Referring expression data
-------------------------

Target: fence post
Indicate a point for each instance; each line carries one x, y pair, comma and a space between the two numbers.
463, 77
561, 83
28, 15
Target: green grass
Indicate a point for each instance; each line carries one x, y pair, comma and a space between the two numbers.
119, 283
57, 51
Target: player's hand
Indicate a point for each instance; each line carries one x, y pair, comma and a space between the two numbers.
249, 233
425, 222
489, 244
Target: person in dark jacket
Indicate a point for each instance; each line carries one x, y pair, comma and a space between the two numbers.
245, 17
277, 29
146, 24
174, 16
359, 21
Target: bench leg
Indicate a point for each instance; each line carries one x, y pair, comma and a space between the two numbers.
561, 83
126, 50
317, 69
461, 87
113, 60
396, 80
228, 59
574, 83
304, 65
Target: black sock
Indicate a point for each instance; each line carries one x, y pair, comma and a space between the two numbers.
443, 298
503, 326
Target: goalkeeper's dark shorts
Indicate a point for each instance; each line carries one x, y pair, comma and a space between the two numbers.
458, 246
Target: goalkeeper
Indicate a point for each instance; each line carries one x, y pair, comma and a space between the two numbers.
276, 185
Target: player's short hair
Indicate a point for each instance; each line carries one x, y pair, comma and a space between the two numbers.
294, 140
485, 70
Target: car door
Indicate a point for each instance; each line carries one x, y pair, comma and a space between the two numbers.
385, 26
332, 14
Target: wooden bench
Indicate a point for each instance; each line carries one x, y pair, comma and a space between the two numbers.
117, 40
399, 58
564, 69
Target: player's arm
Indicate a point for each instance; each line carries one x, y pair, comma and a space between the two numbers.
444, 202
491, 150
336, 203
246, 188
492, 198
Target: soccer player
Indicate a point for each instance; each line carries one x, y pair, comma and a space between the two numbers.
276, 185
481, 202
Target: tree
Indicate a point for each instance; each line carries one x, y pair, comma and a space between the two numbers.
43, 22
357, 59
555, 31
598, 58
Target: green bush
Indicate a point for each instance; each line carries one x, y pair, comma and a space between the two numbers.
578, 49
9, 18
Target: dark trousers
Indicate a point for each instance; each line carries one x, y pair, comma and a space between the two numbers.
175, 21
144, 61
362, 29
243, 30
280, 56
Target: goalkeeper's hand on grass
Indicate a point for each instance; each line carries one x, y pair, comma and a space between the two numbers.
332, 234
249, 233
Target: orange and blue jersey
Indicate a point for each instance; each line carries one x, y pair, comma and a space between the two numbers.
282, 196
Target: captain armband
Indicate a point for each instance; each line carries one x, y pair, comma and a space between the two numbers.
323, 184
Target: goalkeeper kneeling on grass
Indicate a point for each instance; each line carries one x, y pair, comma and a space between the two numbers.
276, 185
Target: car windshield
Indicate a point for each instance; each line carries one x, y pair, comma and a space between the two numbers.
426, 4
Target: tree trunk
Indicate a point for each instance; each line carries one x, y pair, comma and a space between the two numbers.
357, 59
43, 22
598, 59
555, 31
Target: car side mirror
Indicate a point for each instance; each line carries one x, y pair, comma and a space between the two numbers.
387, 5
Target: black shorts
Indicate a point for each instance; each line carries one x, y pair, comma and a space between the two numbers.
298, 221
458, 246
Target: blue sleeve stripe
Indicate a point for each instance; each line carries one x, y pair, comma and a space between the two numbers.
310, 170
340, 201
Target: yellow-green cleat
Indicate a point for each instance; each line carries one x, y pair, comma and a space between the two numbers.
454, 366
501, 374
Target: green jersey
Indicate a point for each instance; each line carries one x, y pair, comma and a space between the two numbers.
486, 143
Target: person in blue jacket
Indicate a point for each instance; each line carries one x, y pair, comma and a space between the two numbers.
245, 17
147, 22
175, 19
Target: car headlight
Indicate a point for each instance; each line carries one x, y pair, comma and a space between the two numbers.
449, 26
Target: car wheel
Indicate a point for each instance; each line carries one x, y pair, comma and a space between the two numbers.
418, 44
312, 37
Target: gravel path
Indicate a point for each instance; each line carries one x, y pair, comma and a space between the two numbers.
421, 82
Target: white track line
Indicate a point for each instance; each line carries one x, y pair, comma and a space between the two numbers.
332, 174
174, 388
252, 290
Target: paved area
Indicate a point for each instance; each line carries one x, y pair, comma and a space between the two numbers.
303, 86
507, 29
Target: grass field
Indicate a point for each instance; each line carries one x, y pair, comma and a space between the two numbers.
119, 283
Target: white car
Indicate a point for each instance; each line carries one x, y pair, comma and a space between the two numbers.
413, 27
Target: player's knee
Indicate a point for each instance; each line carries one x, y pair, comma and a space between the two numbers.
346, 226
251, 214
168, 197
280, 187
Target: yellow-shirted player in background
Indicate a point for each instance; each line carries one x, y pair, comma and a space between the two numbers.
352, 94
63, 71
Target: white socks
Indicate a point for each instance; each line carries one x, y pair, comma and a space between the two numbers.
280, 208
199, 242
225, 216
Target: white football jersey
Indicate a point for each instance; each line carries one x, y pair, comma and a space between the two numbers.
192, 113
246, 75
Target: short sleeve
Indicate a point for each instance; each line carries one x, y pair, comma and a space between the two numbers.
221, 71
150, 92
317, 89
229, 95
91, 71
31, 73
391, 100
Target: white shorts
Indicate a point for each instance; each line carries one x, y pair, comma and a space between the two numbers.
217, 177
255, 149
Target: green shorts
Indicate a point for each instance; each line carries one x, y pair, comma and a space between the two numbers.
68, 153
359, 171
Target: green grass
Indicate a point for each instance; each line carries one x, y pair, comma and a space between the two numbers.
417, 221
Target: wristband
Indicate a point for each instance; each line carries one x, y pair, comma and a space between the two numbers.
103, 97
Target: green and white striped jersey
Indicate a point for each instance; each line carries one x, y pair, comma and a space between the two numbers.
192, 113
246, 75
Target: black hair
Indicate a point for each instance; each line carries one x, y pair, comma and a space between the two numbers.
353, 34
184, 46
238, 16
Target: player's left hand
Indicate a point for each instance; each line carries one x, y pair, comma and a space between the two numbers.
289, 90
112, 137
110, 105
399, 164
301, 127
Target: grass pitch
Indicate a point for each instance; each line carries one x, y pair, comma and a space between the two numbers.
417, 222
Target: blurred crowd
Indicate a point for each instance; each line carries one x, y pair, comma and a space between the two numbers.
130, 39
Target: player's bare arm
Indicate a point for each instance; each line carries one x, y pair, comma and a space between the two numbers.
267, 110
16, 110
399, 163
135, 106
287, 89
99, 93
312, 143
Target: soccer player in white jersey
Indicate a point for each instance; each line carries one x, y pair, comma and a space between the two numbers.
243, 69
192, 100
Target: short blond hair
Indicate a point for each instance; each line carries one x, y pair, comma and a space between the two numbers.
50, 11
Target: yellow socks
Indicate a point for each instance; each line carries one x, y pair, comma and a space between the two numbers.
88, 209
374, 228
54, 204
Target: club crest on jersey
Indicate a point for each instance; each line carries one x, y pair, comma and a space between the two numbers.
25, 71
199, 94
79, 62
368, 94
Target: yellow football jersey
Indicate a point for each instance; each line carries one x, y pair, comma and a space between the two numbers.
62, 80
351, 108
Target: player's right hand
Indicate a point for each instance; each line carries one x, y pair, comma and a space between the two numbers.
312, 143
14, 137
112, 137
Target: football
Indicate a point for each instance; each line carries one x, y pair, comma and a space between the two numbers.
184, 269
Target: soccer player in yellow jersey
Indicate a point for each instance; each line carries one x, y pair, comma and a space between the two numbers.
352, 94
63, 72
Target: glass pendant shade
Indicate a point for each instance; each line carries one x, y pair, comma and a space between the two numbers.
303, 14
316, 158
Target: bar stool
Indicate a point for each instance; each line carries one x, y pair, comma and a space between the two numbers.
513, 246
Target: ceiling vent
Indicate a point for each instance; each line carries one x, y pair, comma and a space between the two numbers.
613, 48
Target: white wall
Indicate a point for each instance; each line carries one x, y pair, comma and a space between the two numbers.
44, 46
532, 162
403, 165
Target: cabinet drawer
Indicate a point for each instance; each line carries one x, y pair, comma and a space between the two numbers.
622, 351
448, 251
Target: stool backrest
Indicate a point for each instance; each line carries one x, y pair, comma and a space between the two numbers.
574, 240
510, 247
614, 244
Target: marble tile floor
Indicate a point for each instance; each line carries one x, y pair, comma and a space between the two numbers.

-------------------------

Select and copy each line from the data that includes the word "soccer".

YOUR RESPONSE ▸
Target: soccer player
Target: soccer player in white jersey
Target: soccer player in yellow jersey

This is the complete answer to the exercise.